- EXERCISE DIRECTIONS: Begin at the line that contains "Could you point out the gloved" and repeat every line from there to the end of the records below, inclusive, without adding any other line.

RECORDS SUPPLIED: Begin

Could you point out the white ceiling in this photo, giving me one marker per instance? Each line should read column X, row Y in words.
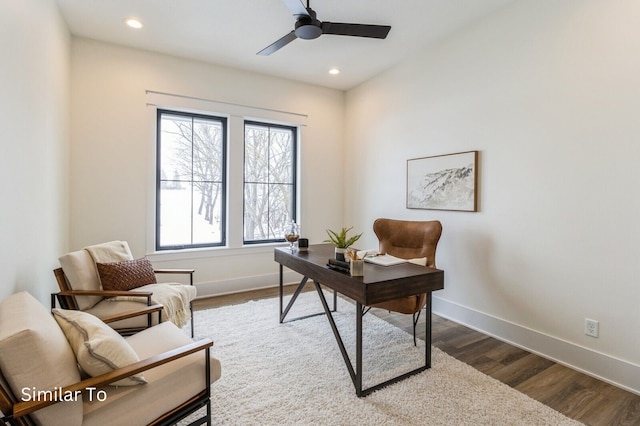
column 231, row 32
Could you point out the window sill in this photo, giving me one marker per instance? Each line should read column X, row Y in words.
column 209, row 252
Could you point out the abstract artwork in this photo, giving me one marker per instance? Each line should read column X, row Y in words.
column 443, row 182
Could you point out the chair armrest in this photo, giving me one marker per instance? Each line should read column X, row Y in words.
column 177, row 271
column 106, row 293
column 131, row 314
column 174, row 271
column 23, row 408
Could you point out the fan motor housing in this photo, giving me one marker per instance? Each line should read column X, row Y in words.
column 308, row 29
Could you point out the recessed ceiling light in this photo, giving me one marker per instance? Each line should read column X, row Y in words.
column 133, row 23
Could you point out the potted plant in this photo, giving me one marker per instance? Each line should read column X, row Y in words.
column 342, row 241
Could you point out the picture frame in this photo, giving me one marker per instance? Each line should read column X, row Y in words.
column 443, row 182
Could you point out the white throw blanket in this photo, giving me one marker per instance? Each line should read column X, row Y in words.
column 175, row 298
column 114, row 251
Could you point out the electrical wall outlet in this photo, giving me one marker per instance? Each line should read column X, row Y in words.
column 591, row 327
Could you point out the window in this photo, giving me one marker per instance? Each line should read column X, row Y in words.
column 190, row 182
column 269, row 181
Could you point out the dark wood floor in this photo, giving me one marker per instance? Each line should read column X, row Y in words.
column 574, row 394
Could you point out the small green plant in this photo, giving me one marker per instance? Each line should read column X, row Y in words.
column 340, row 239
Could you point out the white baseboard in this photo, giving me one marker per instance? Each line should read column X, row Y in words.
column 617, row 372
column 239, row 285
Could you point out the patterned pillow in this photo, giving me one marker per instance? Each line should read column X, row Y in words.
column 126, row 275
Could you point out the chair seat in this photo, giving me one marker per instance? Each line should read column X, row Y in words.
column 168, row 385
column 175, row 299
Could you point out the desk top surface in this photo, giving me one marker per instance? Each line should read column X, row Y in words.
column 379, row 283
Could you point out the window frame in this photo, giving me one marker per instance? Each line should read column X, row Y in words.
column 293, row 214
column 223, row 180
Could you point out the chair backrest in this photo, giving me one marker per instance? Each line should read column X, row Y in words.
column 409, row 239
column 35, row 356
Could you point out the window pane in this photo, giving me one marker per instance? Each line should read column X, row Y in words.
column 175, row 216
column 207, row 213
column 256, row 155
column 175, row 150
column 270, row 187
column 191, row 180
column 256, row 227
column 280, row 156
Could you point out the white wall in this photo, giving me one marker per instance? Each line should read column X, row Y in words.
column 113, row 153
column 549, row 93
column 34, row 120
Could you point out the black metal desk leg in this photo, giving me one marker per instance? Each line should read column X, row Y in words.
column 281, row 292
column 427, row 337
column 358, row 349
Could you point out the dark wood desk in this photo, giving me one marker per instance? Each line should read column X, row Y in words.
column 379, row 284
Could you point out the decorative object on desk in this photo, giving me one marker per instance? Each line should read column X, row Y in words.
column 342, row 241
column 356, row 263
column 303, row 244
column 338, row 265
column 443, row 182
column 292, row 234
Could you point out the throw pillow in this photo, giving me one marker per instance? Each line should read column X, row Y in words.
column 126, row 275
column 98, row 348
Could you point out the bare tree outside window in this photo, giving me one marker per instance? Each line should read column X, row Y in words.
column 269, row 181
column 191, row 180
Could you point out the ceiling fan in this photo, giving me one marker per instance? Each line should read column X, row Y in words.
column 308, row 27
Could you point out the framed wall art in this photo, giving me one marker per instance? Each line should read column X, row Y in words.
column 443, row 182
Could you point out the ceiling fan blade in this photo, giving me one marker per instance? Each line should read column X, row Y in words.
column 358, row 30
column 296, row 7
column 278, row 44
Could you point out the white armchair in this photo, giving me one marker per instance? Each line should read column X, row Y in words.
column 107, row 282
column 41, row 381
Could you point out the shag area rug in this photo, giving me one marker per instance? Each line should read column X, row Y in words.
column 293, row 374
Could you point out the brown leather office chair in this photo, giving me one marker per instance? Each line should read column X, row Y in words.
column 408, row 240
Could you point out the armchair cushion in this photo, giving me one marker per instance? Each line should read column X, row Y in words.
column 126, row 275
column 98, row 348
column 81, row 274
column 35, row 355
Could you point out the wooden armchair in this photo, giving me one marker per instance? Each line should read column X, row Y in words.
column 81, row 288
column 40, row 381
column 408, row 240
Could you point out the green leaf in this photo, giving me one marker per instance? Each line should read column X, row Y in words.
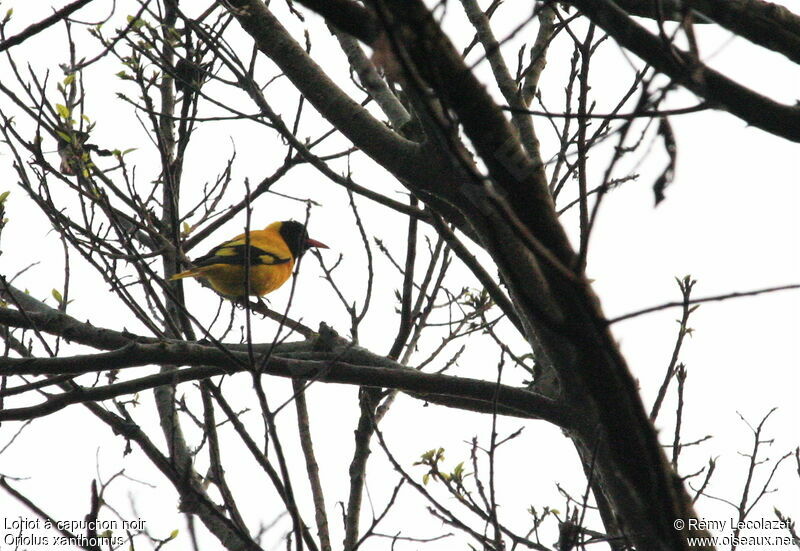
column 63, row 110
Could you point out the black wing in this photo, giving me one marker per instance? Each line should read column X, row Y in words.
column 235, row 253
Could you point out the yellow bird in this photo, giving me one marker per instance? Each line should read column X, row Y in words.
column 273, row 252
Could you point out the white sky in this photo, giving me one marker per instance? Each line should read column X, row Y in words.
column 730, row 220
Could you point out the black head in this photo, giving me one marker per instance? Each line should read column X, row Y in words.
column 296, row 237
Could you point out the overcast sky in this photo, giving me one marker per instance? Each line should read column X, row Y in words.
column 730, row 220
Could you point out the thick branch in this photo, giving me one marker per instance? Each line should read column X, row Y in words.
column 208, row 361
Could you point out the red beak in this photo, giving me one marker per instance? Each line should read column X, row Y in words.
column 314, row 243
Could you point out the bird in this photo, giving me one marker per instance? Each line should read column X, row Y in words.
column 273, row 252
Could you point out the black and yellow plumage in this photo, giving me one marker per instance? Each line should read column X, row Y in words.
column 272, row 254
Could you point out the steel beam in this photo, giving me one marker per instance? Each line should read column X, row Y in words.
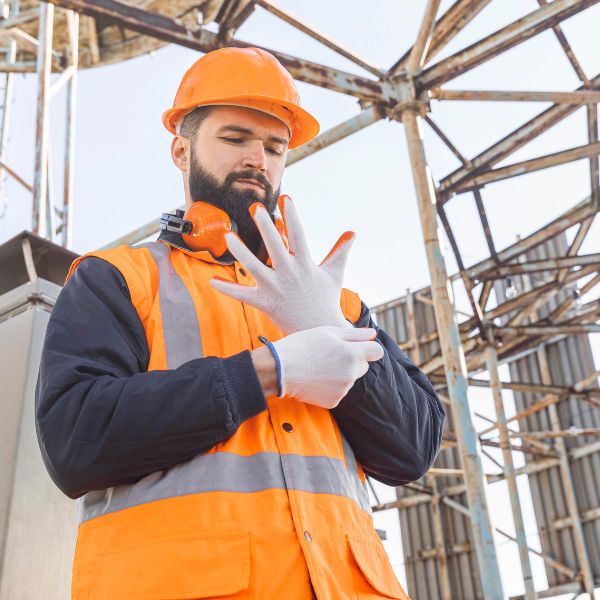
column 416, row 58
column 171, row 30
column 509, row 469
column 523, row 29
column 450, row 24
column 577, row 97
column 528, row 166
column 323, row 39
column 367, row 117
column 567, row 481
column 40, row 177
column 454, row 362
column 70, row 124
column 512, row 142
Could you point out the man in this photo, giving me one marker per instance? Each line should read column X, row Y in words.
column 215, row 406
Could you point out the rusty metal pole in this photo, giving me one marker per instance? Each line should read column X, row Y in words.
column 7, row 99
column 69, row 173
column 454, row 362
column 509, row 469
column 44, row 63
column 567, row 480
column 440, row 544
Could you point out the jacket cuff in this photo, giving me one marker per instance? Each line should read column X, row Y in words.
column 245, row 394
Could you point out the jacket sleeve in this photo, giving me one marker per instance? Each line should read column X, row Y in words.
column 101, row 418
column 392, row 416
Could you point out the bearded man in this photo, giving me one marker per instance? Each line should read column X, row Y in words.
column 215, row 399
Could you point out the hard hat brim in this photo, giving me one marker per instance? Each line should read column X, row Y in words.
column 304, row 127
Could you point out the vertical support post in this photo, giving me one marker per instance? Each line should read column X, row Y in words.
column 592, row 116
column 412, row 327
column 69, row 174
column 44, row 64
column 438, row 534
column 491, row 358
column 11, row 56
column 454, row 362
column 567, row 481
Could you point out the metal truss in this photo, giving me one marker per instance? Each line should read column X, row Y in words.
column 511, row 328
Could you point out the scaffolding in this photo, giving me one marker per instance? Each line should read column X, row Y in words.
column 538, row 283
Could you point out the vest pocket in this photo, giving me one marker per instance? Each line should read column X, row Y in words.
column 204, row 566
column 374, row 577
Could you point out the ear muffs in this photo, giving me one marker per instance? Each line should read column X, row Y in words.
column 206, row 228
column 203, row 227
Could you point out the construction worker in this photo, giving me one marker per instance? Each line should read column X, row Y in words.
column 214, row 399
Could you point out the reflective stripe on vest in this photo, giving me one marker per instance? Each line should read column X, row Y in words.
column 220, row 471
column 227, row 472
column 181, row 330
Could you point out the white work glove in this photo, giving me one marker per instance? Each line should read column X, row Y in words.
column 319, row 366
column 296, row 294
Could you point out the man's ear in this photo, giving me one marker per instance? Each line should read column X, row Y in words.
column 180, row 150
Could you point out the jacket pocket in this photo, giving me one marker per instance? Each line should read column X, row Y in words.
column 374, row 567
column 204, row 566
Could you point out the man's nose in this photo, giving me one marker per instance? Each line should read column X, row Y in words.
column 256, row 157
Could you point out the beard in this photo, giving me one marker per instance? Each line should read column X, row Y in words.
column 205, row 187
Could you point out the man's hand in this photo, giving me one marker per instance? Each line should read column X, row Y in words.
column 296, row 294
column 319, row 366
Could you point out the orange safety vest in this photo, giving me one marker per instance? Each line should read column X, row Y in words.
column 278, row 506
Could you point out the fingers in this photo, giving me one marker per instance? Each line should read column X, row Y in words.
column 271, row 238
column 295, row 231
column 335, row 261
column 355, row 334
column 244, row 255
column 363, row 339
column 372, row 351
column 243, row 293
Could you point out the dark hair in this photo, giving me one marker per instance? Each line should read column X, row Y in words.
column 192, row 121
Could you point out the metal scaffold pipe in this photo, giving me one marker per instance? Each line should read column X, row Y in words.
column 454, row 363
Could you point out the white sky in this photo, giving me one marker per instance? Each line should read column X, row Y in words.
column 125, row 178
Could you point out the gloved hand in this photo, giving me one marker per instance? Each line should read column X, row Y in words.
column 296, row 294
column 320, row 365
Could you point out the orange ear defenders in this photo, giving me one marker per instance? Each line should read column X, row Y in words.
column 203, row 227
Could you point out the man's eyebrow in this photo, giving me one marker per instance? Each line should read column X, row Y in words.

RECORDS SUPPLIED: End

- YOUR SOLUTION:
Could you point out the gloved hand in this photo, giving me one marker per instance? Each line should read column X, row Y in words.
column 296, row 294
column 320, row 365
Could you point out the orange ear defenders in this photo, giving me one marker per instance? Each line should read column X, row Y in words.
column 203, row 227
Could you point out the man's eyebrow in this photo, giving me one marker per instance? Each line should read column X, row Y in words.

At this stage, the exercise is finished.